Sophie Steinlein und Thomas Plößel gewannen im 49erFX. Foto: Sascha Klahn/Kieler Woche

470er
Der schwedische Weltmeister von 2021, Anton Dahlberg, verhinderte mit seiner Frau Lovisa Karlsson an der Vorschot einen kompletten deutschen Podiumserfolg im 470er. Da Luise Wanser/Philipp Autenrieth (Hamburg/Augsburg) zum Abschluss ins Straucheln gerieten, schoben sich die Schweden noch auf Platz drei. Die Kieler Malte und Anastasiya Winkel sicherten sich knapp das Kieler Woche-Gold vor den immer stärker werdenden Simon Diesch/Anna Markfort (Friedrichshafen/Berlin), die zur Kieler Woche ihren gemeinsamen Regatta-Einstand gaben. „Wir haben im Medal Race im Match Race mit Malte und Nastya etwas den Überblick verloren. Dass wir am Ende punktgleich mit den Dritten auf Platz vier gelandet sind, tut ein bisschen weh. Aber wir sind superfroh, dass wir im 470er wieder zur Kieler Woche kommen konnten. Ich war zuletzt 2017 hier“, so Luise Wanser.
Zur Kieler Woche hat sich die interne Konkurrenz für Olympia durch ein neuformiertes Duo erweitert. Simon Diesch und Anna Markfort haben erst zweieinhalb Trainingswochen hinter sich und sind nun bereits fast an der Spitze angekommen: „Wir haben noch eine Rechnung mit Olympia offen. Wir konnten uns beide nicht für Tokio qualifizieren, haben aber theoretisch ganz viel gelernt. Jetzt wollen wir unsere Chance nutze“, so Simon Diesch.

Aufgabe a —
Aktualisieren Sie die bereitgestellten Zeilen ab der ersten bis einschließlich der Zeile mit „positive clicks: (248, 199)“, indem Sie „high-resolution“ durch „full-resolution“ ersetzen; alles Übrige bleibt unverändert.
Die nachstehenden Zeilen stehen in keinem Zusammenhang mit dem Lesetext.

Bereitgestellte Zeilen —
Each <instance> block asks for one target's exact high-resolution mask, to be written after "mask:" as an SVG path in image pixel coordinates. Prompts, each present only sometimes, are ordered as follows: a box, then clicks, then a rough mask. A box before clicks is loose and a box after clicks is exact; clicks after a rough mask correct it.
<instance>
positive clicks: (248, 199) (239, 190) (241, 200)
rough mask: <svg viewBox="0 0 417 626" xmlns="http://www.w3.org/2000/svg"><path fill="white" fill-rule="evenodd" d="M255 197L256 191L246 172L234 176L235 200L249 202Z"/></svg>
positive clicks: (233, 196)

Aufgabe b —
Geben Sie den gesamten Lesetext Wort für Wort wieder.

Schriftliche Lösung a —
Each <instance> block asks for one target's exact full-resolution mask, to be written after "mask:" as an SVG path in image pixel coordinates. Prompts, each present only sometimes, are ordered as follows: a box, then clicks, then a rough mask. A box before clicks is loose and a box after clicks is exact; clicks after a rough mask correct it.
<instance>
positive clicks: (248, 199) (239, 190) (241, 200)

Schriftliche Lösung b —
Sophie Steinlein und Thomas Plößel gewannen im 49erFX. Foto: Sascha Klahn/Kieler Woche

470er
Der schwedische Weltmeister von 2021, Anton Dahlberg, verhinderte mit seiner Frau Lovisa Karlsson an der Vorschot einen kompletten deutschen Podiumserfolg im 470er. Da Luise Wanser/Philipp Autenrieth (Hamburg/Augsburg) zum Abschluss ins Straucheln gerieten, schoben sich die Schweden noch auf Platz drei. Die Kieler Malte und Anastasiya Winkel sicherten sich knapp das Kieler Woche-Gold vor den immer stärker werdenden Simon Diesch/Anna Markfort (Friedrichshafen/Berlin), die zur Kieler Woche ihren gemeinsamen Regatta-Einstand gaben. „Wir haben im Medal Race im Match Race mit Malte und Nastya etwas den Überblick verloren. Dass wir am Ende punktgleich mit den Dritten auf Platz vier gelandet sind, tut ein bisschen weh. Aber wir sind superfroh, dass wir im 470er wieder zur Kieler Woche kommen konnten. Ich war zuletzt 2017 hier“, so Luise Wanser.
Zur Kieler Woche hat sich die interne Konkurrenz für Olympia durch ein neuformiertes Duo erweitert. Simon Diesch und Anna Markfort haben erst zweieinhalb Trainingswochen hinter sich und sind nun bereits fast an der Spitze angekommen: „Wir haben noch eine Rechnung mit Olympia offen. Wir konnten uns beide nicht für Tokio qualifizieren, haben aber theoretisch ganz viel gelernt. Jetzt wollen wir unsere Chance nutze“, so Simon Diesch.